- _Natural language region descriptions_:
--*--

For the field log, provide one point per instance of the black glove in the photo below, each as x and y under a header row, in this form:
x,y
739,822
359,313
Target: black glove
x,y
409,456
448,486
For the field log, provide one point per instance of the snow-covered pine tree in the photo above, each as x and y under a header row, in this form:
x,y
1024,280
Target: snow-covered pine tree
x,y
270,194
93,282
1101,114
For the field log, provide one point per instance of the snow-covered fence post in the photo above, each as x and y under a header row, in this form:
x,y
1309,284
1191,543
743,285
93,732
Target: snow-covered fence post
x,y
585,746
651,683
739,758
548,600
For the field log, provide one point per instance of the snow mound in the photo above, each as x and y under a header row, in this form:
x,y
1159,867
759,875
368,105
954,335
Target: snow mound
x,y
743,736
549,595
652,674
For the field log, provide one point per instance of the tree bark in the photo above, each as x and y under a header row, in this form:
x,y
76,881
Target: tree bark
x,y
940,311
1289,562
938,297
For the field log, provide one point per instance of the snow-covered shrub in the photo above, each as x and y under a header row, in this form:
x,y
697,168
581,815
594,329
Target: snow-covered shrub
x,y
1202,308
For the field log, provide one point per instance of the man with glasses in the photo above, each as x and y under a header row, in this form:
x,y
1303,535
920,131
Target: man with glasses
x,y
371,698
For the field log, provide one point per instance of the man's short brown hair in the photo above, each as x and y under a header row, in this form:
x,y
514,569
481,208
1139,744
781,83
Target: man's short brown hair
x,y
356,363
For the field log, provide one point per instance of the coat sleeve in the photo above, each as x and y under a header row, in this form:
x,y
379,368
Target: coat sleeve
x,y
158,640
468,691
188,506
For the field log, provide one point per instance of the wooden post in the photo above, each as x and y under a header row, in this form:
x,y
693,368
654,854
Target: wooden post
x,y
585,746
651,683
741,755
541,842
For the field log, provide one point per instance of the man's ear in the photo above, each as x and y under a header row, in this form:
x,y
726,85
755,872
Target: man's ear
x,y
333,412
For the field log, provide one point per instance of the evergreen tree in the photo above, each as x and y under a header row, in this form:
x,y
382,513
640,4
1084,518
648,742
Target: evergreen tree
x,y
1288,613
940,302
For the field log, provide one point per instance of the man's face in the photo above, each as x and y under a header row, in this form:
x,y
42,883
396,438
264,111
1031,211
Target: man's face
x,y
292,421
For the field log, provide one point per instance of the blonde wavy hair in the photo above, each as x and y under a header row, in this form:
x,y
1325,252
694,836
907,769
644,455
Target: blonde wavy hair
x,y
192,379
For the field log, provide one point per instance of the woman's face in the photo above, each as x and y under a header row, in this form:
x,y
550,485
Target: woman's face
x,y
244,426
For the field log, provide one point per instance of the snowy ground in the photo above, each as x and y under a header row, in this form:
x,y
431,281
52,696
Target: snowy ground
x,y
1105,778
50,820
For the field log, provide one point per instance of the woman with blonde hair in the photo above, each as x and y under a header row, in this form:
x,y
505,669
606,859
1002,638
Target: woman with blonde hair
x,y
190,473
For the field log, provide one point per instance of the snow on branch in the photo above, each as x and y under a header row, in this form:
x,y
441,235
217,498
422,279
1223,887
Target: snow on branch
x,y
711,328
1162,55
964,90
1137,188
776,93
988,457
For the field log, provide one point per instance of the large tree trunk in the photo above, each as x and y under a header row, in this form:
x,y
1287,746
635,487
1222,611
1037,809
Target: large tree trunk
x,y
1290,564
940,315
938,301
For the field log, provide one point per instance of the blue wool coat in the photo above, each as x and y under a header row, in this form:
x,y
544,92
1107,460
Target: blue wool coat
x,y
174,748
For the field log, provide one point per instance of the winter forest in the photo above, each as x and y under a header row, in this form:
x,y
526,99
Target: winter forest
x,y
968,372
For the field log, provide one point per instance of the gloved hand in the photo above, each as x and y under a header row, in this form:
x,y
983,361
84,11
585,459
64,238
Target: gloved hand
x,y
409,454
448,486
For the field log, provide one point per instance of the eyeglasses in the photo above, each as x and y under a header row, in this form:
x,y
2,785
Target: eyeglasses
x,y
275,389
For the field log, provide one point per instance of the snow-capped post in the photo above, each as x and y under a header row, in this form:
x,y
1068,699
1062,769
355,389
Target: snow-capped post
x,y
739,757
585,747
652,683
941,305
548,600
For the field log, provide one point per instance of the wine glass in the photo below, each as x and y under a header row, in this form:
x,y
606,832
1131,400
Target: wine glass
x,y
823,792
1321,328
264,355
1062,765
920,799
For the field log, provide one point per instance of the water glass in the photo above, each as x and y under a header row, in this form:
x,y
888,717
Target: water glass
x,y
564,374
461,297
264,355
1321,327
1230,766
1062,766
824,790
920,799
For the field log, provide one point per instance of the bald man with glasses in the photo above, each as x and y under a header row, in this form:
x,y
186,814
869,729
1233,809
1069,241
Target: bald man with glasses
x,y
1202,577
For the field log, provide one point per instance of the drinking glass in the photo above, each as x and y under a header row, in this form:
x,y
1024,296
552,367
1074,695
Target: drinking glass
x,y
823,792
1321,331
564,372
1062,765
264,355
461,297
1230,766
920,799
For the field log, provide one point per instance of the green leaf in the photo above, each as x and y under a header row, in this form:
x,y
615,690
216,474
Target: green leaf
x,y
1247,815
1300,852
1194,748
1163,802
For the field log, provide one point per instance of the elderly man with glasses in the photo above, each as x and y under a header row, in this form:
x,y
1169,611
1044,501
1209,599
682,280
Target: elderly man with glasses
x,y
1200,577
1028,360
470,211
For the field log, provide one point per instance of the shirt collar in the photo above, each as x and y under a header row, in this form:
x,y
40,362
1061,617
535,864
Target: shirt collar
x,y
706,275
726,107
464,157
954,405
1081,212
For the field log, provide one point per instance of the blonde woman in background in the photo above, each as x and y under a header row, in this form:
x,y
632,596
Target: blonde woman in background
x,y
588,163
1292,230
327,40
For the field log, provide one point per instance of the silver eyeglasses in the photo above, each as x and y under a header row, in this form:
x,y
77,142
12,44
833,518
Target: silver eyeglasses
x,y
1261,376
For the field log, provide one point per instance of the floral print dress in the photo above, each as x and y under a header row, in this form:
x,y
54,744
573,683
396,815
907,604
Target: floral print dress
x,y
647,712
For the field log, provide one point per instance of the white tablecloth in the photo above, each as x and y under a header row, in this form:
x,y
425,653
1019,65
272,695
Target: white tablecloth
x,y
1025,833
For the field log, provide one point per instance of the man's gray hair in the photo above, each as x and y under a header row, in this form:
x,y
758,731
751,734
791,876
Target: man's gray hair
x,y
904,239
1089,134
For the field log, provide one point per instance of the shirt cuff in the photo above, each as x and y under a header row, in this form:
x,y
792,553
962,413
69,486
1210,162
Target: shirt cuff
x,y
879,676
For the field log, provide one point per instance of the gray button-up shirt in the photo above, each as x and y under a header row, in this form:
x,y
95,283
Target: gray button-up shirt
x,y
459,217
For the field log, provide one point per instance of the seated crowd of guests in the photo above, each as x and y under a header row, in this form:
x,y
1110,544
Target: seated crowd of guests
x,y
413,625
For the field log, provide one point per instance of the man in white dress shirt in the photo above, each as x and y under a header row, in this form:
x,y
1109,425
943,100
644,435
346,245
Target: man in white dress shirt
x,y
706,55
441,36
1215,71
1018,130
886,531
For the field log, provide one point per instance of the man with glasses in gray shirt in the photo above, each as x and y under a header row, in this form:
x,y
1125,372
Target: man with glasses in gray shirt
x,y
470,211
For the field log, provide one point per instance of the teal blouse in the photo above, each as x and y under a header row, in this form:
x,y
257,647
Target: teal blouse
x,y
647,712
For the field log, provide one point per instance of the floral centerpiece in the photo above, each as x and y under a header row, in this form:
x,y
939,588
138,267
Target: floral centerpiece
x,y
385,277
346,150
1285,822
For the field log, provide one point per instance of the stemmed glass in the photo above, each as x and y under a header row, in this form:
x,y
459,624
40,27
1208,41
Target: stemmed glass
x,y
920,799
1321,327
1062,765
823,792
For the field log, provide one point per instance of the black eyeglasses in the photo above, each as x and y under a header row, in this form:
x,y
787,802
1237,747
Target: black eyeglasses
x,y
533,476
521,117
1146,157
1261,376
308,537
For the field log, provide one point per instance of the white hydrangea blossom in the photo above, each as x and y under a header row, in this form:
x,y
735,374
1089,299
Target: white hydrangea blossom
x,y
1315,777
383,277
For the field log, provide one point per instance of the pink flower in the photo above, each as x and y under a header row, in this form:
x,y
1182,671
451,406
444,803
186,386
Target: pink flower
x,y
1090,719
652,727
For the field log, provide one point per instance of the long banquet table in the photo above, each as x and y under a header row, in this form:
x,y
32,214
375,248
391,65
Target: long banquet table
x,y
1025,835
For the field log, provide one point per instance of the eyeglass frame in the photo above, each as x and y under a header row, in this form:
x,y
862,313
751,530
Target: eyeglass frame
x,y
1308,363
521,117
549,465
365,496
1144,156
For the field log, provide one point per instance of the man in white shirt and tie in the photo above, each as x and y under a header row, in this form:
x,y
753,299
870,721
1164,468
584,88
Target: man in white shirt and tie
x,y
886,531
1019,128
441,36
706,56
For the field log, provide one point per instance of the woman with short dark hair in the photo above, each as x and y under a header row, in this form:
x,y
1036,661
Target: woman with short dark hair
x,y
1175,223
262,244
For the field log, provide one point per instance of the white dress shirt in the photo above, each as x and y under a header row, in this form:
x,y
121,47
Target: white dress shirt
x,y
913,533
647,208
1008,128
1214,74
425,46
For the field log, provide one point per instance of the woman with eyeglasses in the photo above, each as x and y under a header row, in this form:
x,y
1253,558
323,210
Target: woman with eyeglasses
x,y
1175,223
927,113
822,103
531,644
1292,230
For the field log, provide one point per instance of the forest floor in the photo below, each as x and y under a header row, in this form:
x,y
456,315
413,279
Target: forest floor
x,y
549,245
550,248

--*--

- _ABOUT THIS TASK_:
Please go through the data above and copy each line that has the word "below".

- _FINAL ANSWER_:
For the field log, provide one point per instance of the black glove in the photo below, each as x and y under a header row, in this form:
For the field log, provide one point per instance of the wine glass in the photo below, each as x and y under a header row, in this form:
For the field log, provide one point per instance of the forest floor in the photo below, each as x and y under a header row, in this form:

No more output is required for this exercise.